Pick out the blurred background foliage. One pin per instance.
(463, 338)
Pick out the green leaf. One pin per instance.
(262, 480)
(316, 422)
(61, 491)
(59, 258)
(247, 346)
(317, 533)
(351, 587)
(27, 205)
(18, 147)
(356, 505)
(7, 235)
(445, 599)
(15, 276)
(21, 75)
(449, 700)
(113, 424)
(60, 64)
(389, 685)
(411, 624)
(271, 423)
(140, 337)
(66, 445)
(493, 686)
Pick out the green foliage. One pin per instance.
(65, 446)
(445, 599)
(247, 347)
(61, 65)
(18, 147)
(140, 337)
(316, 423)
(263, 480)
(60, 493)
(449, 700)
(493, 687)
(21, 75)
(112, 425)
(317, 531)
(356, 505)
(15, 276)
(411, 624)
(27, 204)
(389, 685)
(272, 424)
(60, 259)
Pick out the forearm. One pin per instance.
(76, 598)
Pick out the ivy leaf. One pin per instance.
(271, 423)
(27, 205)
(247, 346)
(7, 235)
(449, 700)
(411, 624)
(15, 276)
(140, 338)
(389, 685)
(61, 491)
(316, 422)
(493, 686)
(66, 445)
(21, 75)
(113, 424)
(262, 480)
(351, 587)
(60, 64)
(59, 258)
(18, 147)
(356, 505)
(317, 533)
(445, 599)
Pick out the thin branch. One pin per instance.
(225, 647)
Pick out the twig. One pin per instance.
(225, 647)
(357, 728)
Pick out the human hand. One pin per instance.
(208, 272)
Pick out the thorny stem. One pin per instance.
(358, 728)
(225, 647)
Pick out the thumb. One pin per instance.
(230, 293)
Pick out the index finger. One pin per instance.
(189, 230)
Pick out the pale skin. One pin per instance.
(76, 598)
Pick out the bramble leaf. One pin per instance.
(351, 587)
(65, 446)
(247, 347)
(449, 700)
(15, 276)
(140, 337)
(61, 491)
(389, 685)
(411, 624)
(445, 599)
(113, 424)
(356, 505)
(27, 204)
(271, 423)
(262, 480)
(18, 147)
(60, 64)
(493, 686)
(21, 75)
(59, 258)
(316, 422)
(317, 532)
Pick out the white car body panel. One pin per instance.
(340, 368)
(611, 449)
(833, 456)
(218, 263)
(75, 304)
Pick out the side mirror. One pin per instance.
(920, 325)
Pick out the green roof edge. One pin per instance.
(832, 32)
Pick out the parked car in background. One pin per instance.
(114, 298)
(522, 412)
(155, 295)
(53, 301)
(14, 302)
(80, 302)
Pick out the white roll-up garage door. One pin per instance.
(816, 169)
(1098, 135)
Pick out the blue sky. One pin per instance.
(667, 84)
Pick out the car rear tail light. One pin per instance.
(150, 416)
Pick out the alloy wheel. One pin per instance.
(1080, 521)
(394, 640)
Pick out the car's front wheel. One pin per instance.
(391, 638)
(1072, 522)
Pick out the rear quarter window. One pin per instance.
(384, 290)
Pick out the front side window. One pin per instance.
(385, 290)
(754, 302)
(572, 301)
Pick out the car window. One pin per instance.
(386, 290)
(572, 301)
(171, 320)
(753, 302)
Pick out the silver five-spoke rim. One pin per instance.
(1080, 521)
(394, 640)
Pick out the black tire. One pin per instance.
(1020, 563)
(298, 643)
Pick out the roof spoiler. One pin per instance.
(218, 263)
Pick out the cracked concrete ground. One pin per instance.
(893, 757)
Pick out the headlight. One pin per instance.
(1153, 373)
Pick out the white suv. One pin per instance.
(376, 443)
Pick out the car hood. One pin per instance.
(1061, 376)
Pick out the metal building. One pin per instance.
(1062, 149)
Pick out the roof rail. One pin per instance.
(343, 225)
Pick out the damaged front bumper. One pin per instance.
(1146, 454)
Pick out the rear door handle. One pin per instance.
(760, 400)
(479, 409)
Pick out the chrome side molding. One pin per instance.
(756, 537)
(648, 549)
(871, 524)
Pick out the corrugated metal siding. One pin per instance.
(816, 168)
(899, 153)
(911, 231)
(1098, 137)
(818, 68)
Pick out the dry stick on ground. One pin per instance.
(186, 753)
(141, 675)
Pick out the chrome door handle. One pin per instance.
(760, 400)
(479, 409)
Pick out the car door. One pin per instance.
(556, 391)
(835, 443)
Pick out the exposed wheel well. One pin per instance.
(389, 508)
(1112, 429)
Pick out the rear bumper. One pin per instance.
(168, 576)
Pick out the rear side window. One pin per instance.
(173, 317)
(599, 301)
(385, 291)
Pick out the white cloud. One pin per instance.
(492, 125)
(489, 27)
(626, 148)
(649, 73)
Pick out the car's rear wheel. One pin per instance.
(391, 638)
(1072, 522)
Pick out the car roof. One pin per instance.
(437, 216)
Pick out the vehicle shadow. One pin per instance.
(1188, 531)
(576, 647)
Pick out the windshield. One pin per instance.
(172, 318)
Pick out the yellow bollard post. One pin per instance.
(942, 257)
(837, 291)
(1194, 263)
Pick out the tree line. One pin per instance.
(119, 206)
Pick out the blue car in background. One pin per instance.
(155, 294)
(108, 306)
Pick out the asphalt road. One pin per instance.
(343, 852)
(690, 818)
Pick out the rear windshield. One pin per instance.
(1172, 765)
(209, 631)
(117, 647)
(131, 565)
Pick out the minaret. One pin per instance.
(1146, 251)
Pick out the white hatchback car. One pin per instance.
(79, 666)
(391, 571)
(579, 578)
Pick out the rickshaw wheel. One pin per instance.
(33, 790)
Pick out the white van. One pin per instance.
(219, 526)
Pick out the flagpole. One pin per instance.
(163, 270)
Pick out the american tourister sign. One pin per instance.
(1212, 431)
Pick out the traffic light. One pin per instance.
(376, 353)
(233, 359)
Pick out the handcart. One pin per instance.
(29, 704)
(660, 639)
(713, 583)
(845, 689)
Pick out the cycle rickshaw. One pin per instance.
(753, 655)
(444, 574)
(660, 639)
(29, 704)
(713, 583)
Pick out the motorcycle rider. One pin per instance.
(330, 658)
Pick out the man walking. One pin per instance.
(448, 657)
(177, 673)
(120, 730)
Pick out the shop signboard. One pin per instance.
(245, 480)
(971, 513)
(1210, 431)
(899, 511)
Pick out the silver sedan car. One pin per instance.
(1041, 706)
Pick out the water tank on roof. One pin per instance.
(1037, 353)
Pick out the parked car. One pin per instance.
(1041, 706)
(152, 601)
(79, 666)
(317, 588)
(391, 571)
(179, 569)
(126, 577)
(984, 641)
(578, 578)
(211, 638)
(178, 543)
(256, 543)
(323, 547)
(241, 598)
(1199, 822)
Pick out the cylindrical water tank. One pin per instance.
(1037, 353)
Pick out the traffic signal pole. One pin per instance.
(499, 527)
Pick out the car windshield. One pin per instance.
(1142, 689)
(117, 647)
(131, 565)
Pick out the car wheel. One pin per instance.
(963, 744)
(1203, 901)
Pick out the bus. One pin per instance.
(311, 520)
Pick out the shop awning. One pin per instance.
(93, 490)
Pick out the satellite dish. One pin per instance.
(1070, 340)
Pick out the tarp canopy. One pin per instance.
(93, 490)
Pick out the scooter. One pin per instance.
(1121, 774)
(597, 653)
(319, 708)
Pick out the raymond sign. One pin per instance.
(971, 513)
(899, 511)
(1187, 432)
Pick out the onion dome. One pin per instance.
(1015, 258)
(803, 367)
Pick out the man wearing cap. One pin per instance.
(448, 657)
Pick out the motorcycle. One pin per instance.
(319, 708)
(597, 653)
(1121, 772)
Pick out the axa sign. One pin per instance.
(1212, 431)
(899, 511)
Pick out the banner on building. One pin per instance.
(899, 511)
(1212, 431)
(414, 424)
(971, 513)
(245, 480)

▶ _Work to be completed_:
Look at the entries above. Then set all of them down again exactly.

▶ _Exercise answer_:
Pick out the blurred background foliage. One pin per instance.
(463, 338)
Pick out the green leaf. One pin per instance.
(262, 480)
(316, 422)
(61, 491)
(59, 258)
(247, 346)
(317, 533)
(351, 587)
(27, 205)
(18, 147)
(356, 505)
(7, 235)
(445, 599)
(15, 276)
(21, 75)
(449, 700)
(113, 424)
(60, 64)
(389, 685)
(411, 624)
(271, 423)
(140, 337)
(66, 445)
(493, 686)
Pick out the green foliage. One pin per instance.
(65, 446)
(445, 599)
(247, 347)
(61, 65)
(18, 147)
(140, 337)
(316, 423)
(263, 480)
(60, 493)
(449, 700)
(493, 687)
(21, 75)
(112, 425)
(317, 531)
(356, 505)
(15, 276)
(411, 624)
(27, 204)
(389, 685)
(272, 424)
(60, 259)
Pick out the forearm. One pin per instance.
(76, 598)
Pick out the ivy leaf. One pin per instance.
(271, 423)
(27, 205)
(247, 346)
(7, 235)
(449, 700)
(411, 624)
(15, 276)
(140, 338)
(389, 685)
(61, 491)
(316, 422)
(493, 686)
(66, 445)
(21, 75)
(113, 424)
(262, 480)
(351, 587)
(60, 64)
(59, 258)
(18, 147)
(356, 505)
(317, 533)
(445, 599)
Pick out the thin branch. One pin per instance.
(225, 647)
Pick out the twig. One pin per instance.
(225, 647)
(357, 728)
Pick out the human hand. One pin per instance.
(208, 272)
Pick out the thorny stem. One pin per instance.
(358, 728)
(225, 647)
Pick out the thumb. One pin per instance.
(230, 293)
Pick out the index finger. One pin per instance.
(189, 230)
Pick out the pale skin. One pin per instance.
(76, 598)
Pick out the bramble leaf. One pin per instance.
(351, 587)
(65, 446)
(247, 347)
(449, 700)
(15, 276)
(140, 337)
(61, 491)
(389, 685)
(411, 624)
(445, 599)
(113, 424)
(356, 505)
(27, 204)
(271, 423)
(262, 480)
(18, 147)
(60, 64)
(493, 686)
(21, 75)
(59, 258)
(316, 422)
(317, 532)
Pick out the white car body panel. One pin per instance.
(340, 368)
(611, 449)
(833, 456)
(218, 263)
(75, 304)
Pick out the side mirror. One pin per instance.
(920, 325)
Pick out the green roof edge. One pin per instance.
(832, 32)
Pick out the parked car in background. One pin per instance.
(114, 298)
(522, 412)
(155, 295)
(53, 301)
(14, 302)
(80, 302)
Pick out the white roll-up garage door. One pin per instance.
(816, 169)
(1098, 135)
Pick out the blue sky. One pin per instance.
(667, 84)
Pick out the car rear tail light. One pin per instance.
(150, 416)
Pick out the alloy wheel. One pin per instance.
(1080, 521)
(394, 640)
Pick out the car's front wheel. One pin per instance.
(391, 638)
(1072, 522)
Pick out the rear quarter window. One pin per instance.
(384, 290)
Pick out the front side window. One pin per instance.
(385, 290)
(754, 302)
(572, 301)
Pick out the car window. One pin per instance.
(386, 290)
(572, 301)
(171, 320)
(753, 302)
Pick out the silver five-spoke rim. One pin per instance.
(1080, 521)
(394, 640)
Pick out the black tire. One pin per instance.
(1020, 563)
(298, 643)
Pick out the roof spoiler. One pin per instance.
(218, 263)
Pick out the cracked concrete ground. One pin per instance.
(893, 757)
Pick out the headlight. One pin per instance.
(1153, 373)
Pick out the white suv. One pin per instance.
(376, 443)
Pick out the car hood. One pin per instance.
(1061, 376)
Pick out the metal building. One pin per instance.
(1062, 149)
Pick out the roof rail. One pin per instance.
(343, 225)
Pick out the damaged front bumper. One pin per instance.
(1146, 454)
Pick out the rear door handle. One pin per instance.
(760, 400)
(479, 409)
Pick out the chrome side molding. One pin per instance.
(756, 537)
(648, 549)
(871, 524)
Pick out the corrugated metal siding. One pin per instance.
(816, 168)
(899, 153)
(911, 231)
(1098, 137)
(818, 68)
Pick out the dry stick on ground. One pin per instance.
(186, 753)
(141, 675)
Pick out the chrome door handle. One pin per instance.
(760, 400)
(479, 409)
Pick out the car door. One pin per instance.
(556, 391)
(835, 443)
Pick out the exposed wheel well. One pin per instance.
(389, 508)
(1112, 429)
Pick out the rear bumper. One pin per instance.
(168, 576)
Pick out the rear side window. One pin per instance.
(173, 317)
(599, 301)
(385, 291)
Pick out the white cloud. One pin per instance.
(492, 125)
(489, 27)
(626, 148)
(649, 73)
Pick out the car's rear wheel. One pin per instance.
(391, 638)
(1072, 522)
Pick out the car roof. One pin per instance.
(437, 216)
Pick out the vehicle shadow. One pin per instance.
(1188, 531)
(576, 647)
Pick out the windshield. One pin per instance.
(172, 318)
Pick out the yellow bollard post. One pin per instance.
(942, 257)
(837, 291)
(1194, 263)
Pick out the tree line. One pin per instance.
(119, 206)
Pick out the blue car in background. One pin per instance.
(155, 294)
(108, 306)
Pick out the asphalt road. One pin per instance.
(343, 852)
(690, 818)
Pick out the rear windshield. One pin per instance.
(1172, 765)
(209, 631)
(117, 647)
(131, 565)
Pick out the minaret. One pin per instance.
(1146, 251)
Pick out the white hatchback car. One pin per instance.
(79, 666)
(391, 571)
(579, 578)
Pick out the rickshaw wheel. One pin per instance.
(33, 790)
Pick out the white van. One pin per instance.
(219, 526)
Pick out the flagpole. One pin per instance.
(163, 270)
Pick out the american tourister sign. One pin per instance.
(1212, 431)
Pick out the traffic light. One pin per instance.
(376, 353)
(233, 359)
Pick out the handcart. One pin per instance.
(29, 704)
(660, 639)
(713, 583)
(845, 689)
Pick out the cycle rickshaw. One pin per instance.
(753, 655)
(444, 574)
(660, 639)
(29, 704)
(713, 583)
Pick out the motorcycle rider. One pin per instance.
(330, 658)
Pick out the man walking. One pin per instance.
(448, 657)
(177, 673)
(120, 730)
Pick out the shop signboard. One pin per instance.
(245, 480)
(971, 513)
(1210, 431)
(899, 511)
Pick out the silver sedan car. One pin per instance.
(1041, 706)
Pick out the water tank on roof. One pin per instance.
(1037, 353)
Pick out the parked car. One pin per instance.
(1041, 706)
(152, 601)
(79, 666)
(317, 588)
(391, 571)
(179, 569)
(126, 577)
(984, 641)
(578, 578)
(211, 638)
(178, 543)
(256, 543)
(323, 547)
(241, 598)
(1199, 822)
Pick out the cylindrical water tank. One pin per instance.
(1037, 353)
Pick out the traffic signal pole. One pin per instance.
(499, 527)
Pick out the car windshield. One pin per instance.
(1142, 689)
(117, 647)
(131, 565)
Pick out the car wheel. One pin per instance.
(963, 744)
(1203, 901)
Pick out the bus. One pin per instance.
(311, 520)
Pick out the shop awning. One pin per instance.
(93, 490)
Pick out the satellite dish. One pin per instance.
(1070, 340)
Pick out the tarp canopy. One pin per instance.
(93, 490)
Pick out the scooter. One pin per instance.
(1121, 774)
(597, 653)
(319, 708)
Pick out the raymond sign. One pin per instance.
(971, 513)
(899, 511)
(1187, 432)
Pick out the onion dome. One pin per instance.
(1015, 258)
(803, 367)
Pick out the man wearing cap. One pin per instance.
(448, 657)
Pick out the motorcycle. One pin per instance.
(319, 708)
(597, 653)
(1121, 772)
Pick out the axa sign. One pin per instance.
(1212, 431)
(899, 511)
Pick out the banner on building. One pin per instance.
(899, 511)
(1212, 431)
(414, 424)
(971, 513)
(245, 480)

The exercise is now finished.